| To be done |
Transcribe, unchanged, the stretch of lines below from the one containing "Reviewer note: confirm that each instance of the reflection" through the one containing "column 201, row 140".

| Source records |
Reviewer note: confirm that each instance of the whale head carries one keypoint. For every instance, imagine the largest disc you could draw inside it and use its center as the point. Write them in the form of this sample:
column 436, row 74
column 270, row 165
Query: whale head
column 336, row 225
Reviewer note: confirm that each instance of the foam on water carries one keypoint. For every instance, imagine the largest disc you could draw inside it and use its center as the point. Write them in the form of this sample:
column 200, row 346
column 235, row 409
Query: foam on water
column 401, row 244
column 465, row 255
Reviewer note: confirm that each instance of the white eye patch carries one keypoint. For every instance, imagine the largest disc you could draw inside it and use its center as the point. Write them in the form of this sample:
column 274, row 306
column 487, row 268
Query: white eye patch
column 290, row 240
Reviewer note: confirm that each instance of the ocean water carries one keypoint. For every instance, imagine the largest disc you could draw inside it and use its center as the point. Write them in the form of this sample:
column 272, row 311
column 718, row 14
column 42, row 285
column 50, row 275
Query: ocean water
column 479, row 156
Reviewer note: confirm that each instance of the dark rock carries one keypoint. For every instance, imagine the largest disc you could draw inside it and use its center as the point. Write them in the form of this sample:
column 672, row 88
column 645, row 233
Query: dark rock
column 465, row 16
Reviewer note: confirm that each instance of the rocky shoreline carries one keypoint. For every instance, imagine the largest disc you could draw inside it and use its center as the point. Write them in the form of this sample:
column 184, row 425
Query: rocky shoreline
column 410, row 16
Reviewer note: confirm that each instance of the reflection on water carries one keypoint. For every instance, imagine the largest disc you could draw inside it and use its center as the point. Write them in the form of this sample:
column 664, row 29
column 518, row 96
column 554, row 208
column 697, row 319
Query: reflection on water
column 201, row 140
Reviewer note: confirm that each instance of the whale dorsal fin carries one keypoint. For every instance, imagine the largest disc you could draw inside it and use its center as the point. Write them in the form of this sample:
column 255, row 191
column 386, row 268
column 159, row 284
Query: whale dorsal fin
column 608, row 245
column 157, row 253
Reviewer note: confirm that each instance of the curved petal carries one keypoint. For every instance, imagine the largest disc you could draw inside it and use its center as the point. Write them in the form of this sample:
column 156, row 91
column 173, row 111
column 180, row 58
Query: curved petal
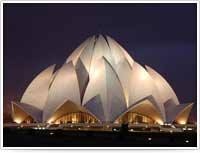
column 37, row 92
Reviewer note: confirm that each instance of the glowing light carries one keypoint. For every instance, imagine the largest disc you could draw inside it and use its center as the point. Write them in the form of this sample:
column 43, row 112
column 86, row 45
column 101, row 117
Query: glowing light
column 149, row 139
column 51, row 133
column 159, row 122
column 96, row 73
column 18, row 121
column 50, row 121
column 182, row 122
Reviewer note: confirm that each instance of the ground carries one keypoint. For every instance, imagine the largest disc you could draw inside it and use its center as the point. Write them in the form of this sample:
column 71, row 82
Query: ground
column 13, row 137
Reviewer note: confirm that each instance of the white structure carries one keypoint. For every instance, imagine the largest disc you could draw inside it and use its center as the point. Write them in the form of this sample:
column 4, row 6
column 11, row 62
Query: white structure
column 100, row 82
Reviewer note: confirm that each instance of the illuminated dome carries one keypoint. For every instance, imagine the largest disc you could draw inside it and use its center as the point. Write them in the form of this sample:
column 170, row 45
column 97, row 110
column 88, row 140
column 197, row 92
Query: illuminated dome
column 100, row 83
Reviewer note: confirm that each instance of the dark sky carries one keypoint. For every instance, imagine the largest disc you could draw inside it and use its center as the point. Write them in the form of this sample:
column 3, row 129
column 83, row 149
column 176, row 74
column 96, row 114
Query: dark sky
column 162, row 36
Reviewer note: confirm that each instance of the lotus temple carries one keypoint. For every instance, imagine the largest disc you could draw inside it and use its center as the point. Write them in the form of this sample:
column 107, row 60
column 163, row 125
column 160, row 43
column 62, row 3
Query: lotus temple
column 100, row 83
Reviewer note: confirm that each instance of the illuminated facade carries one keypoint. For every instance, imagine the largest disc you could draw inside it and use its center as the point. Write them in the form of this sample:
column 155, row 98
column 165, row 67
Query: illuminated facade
column 100, row 83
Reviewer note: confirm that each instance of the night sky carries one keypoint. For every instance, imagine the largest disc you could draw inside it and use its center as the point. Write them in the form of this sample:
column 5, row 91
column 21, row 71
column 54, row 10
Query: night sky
column 162, row 36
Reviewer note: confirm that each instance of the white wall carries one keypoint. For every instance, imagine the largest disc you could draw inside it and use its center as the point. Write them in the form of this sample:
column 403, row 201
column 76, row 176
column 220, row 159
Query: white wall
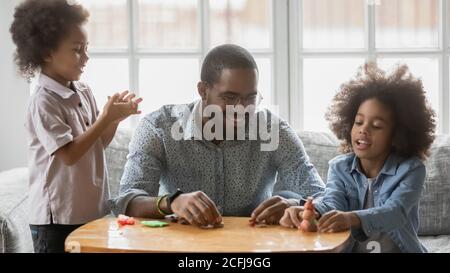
column 14, row 97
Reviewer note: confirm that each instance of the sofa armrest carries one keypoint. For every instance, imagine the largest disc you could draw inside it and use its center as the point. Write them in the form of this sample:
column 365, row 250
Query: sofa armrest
column 15, row 235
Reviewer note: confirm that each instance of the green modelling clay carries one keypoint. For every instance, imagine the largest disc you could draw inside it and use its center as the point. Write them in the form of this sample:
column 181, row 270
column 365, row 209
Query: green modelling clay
column 154, row 223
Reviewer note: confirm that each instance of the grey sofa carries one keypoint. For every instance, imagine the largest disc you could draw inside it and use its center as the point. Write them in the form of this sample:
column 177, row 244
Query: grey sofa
column 321, row 147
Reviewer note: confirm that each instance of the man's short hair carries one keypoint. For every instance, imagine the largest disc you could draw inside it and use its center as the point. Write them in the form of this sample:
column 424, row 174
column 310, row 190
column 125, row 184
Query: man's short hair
column 227, row 56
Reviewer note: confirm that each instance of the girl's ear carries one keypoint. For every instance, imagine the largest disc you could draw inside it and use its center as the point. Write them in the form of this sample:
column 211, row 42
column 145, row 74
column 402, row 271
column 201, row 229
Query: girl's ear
column 202, row 88
column 48, row 57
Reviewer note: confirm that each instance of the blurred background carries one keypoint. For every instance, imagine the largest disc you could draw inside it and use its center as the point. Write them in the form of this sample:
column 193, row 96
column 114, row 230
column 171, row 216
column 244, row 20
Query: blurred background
column 304, row 49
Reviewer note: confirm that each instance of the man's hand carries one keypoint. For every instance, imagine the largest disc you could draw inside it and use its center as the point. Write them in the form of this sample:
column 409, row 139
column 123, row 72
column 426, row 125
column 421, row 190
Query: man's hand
column 292, row 217
column 335, row 221
column 197, row 208
column 271, row 210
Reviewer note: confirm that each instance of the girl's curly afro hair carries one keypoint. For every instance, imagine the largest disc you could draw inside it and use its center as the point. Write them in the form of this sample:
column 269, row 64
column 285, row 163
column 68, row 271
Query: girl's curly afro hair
column 401, row 92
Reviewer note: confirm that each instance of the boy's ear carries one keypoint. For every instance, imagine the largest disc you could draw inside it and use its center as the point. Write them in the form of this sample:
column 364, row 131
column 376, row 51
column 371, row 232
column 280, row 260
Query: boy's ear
column 202, row 88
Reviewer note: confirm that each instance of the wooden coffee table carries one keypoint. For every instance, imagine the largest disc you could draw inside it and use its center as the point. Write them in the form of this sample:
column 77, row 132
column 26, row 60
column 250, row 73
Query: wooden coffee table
column 104, row 235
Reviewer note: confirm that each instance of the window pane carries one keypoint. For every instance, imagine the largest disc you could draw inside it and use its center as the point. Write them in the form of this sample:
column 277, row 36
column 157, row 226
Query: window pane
column 106, row 77
column 265, row 80
column 425, row 68
column 321, row 81
column 168, row 24
column 108, row 23
column 407, row 23
column 168, row 81
column 244, row 22
column 333, row 24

| Correct output |
Reviewer note: confirm that each instance of the reflection on water carries one keypoint. For every instance, imagine the largest disc you could draw inside it and use its center as the point. Write them in the form of this sample:
column 664, row 29
column 518, row 96
column 554, row 208
column 697, row 319
Query: reflection on water
column 201, row 140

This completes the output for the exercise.